◆ Your task:
Reproduce word for word, from the entries below, the line with "Query: underwater scene", the line with "Query: pebble", and every line between them, and nothing more.

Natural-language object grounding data
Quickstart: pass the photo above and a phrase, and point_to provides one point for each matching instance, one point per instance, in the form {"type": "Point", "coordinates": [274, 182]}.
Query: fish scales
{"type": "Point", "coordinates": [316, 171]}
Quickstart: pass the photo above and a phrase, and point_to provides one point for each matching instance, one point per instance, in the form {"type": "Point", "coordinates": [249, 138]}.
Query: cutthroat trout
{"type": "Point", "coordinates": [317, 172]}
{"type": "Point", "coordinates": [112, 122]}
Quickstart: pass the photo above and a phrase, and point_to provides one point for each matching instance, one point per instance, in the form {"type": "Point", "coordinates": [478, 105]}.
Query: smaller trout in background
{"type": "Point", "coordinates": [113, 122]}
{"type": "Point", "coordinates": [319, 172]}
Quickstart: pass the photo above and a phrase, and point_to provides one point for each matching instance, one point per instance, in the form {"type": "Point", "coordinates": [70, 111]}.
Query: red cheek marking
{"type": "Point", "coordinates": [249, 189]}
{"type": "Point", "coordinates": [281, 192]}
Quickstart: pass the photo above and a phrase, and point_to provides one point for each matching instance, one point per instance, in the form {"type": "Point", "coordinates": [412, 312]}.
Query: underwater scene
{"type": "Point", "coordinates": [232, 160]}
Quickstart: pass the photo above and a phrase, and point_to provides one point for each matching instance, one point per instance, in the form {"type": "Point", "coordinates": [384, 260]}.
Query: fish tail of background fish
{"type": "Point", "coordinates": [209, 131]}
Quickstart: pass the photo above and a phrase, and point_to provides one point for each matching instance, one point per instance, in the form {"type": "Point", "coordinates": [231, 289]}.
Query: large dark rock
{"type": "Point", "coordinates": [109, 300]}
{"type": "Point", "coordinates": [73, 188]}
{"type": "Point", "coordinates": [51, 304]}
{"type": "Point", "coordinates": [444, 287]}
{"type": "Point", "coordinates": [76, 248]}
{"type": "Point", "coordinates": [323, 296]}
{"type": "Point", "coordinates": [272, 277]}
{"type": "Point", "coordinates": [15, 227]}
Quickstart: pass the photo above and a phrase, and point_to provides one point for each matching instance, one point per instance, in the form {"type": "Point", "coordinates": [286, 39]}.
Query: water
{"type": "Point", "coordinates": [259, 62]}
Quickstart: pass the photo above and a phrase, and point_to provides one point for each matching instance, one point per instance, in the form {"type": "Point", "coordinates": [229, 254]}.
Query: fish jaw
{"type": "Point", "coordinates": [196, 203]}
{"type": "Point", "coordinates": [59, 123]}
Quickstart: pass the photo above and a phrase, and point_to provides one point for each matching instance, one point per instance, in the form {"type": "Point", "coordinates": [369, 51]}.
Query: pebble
* * *
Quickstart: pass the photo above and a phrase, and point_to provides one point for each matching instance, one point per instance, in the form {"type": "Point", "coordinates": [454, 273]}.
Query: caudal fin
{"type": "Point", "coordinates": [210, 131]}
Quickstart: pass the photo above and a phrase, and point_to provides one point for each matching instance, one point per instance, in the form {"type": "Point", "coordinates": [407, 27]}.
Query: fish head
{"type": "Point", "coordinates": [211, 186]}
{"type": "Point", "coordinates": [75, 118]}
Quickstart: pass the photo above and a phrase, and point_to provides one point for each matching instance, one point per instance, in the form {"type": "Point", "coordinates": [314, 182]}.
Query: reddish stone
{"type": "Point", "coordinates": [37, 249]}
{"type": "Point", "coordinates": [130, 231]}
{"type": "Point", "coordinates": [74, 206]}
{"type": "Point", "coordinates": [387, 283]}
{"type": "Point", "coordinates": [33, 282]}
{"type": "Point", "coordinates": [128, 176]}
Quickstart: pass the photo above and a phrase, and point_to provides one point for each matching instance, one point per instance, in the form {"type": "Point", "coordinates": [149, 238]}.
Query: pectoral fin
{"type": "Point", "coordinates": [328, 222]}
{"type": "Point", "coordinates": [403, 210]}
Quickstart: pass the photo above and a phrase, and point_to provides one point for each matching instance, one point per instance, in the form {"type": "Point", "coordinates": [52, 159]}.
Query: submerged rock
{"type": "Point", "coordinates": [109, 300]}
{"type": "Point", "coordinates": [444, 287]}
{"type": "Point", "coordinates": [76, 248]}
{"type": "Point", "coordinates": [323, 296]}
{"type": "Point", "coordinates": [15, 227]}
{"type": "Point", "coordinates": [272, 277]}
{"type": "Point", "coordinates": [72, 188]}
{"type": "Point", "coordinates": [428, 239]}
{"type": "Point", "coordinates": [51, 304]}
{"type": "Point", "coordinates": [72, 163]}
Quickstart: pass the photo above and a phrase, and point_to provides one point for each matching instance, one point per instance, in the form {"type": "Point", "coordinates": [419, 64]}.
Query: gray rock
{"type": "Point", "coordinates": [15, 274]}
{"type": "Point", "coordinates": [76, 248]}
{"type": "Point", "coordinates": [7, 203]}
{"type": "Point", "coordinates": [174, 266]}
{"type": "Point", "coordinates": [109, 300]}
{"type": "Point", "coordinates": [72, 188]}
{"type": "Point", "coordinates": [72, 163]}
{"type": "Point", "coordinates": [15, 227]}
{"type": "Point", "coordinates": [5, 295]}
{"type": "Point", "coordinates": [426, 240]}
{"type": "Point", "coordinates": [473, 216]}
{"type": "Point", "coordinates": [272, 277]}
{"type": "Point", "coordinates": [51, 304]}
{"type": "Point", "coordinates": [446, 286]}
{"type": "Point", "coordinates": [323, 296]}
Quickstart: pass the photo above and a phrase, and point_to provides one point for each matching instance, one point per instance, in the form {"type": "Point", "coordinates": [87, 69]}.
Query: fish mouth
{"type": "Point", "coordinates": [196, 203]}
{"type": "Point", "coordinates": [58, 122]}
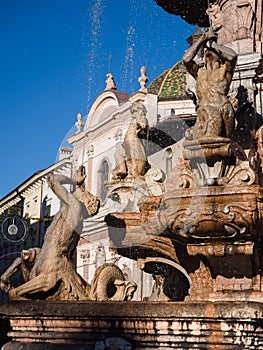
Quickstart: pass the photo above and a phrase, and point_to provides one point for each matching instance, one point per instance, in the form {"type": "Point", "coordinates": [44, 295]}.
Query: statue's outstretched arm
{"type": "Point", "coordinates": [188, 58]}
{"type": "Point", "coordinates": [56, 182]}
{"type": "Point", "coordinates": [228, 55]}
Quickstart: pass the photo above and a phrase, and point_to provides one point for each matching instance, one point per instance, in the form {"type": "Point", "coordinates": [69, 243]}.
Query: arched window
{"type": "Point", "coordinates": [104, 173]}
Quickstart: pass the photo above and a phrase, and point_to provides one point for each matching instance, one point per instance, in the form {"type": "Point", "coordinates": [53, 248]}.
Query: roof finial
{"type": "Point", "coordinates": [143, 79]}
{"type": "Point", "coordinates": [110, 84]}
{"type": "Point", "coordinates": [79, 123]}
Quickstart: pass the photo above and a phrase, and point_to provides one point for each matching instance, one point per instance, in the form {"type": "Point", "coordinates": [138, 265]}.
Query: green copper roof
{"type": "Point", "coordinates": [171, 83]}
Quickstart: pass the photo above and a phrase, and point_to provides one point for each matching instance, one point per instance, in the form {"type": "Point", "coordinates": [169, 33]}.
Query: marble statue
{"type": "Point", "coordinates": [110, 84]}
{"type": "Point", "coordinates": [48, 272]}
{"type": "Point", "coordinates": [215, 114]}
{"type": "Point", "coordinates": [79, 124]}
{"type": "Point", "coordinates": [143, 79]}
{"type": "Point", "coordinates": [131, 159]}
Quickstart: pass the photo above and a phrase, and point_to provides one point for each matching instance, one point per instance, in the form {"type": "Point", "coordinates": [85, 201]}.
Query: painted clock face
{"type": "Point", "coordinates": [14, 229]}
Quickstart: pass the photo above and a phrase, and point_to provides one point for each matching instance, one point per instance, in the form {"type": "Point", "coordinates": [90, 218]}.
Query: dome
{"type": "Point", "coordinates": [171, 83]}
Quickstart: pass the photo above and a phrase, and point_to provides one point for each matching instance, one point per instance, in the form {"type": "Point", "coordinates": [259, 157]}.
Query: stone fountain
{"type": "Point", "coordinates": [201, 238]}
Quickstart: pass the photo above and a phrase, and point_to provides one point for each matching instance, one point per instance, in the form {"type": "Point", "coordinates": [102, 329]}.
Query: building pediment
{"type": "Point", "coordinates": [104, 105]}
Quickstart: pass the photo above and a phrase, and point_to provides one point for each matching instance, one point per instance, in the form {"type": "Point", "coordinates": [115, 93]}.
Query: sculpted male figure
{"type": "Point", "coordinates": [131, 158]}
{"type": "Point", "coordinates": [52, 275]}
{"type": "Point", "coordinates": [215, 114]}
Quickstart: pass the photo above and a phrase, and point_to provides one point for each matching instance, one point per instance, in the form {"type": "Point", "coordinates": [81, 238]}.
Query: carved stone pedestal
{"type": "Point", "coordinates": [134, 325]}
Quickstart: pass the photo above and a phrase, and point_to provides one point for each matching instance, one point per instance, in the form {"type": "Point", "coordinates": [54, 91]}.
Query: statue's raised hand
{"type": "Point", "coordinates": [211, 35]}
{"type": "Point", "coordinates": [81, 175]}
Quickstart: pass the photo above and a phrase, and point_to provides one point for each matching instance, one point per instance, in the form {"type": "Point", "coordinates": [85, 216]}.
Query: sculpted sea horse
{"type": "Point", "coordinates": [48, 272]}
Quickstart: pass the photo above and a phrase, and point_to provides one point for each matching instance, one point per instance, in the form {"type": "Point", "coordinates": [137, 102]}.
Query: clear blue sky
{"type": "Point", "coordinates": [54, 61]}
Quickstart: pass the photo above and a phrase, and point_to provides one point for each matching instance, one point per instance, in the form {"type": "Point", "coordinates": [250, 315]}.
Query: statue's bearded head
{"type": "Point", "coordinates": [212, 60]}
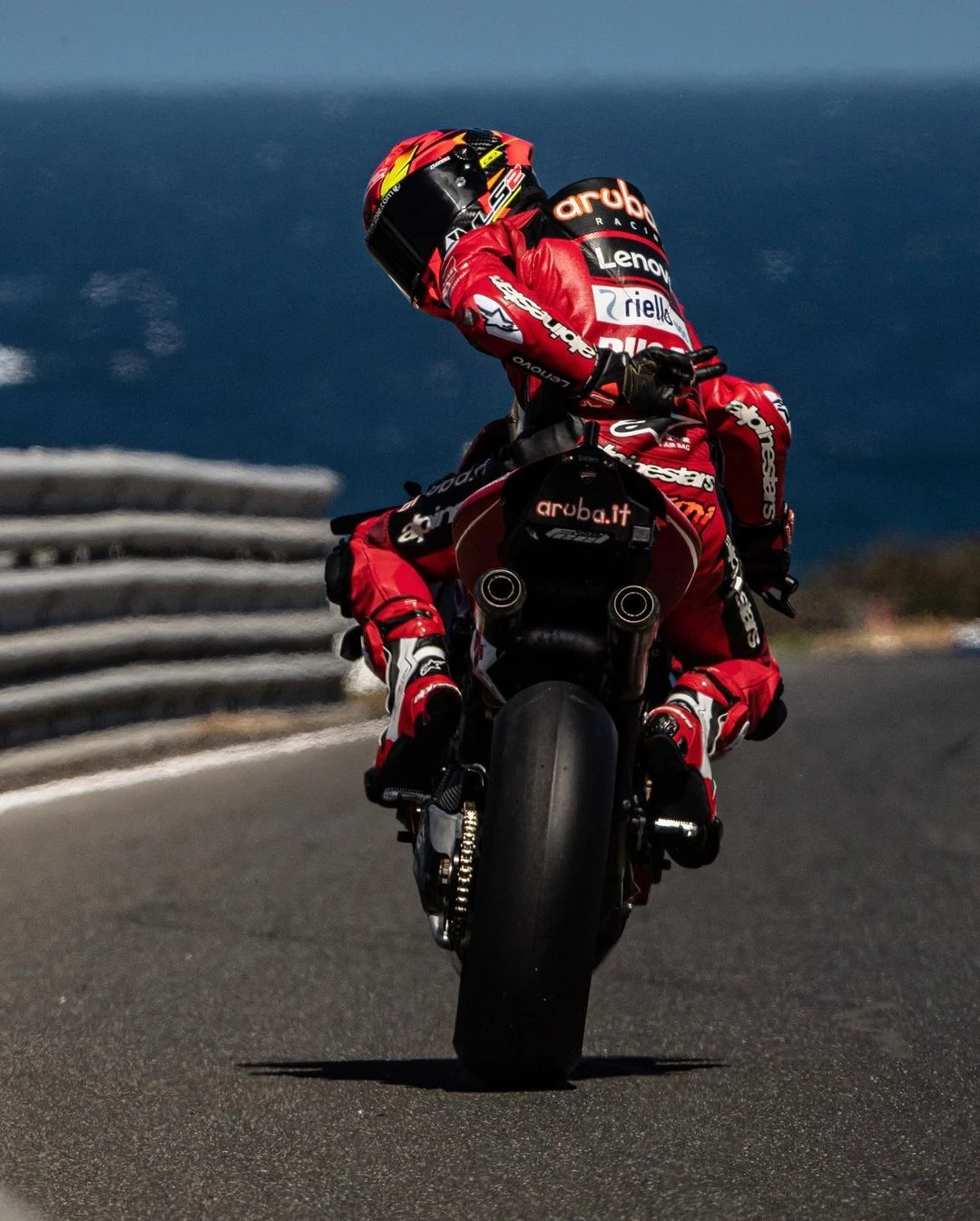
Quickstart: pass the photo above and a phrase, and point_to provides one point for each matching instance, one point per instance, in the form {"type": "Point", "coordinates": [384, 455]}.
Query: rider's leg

◆ Task response:
Query: underwater scene
{"type": "Point", "coordinates": [232, 160]}
Quickstart: pass the photo above and a phrase, and point_to provides one point for each matching instance, one point per instance, in the form {"type": "Point", "coordinates": [384, 260]}.
Query: fish tail of background fish
{"type": "Point", "coordinates": [209, 131]}
Quickstart: pass the photo above and a phrase, and point_to provides one point for each matching instance, one point per instance, in the form {"type": "Point", "coordinates": [231, 289]}.
Query: large dark rock
{"type": "Point", "coordinates": [109, 300]}
{"type": "Point", "coordinates": [73, 188]}
{"type": "Point", "coordinates": [51, 304]}
{"type": "Point", "coordinates": [444, 287]}
{"type": "Point", "coordinates": [76, 248]}
{"type": "Point", "coordinates": [323, 296]}
{"type": "Point", "coordinates": [272, 277]}
{"type": "Point", "coordinates": [15, 227]}
Quickstart: pass the photo above and a phrase, and point_to provides one point for each matching instance, one point per instance, in the form {"type": "Point", "coordinates": [286, 39]}.
Query: water
{"type": "Point", "coordinates": [259, 62]}
Quickstart: pass the photo above and a phrase, and point_to provides one point for each matching instance, one point per instance, in the form {"type": "Point", "coordinates": [229, 254]}.
Query: fish jaw
{"type": "Point", "coordinates": [196, 203]}
{"type": "Point", "coordinates": [59, 123]}
Quickstart: pass the photo above and a phrase, and point_to provides one point for each matching instance, one point per instance, in the form {"type": "Point", "coordinates": [369, 51]}.
Query: pebble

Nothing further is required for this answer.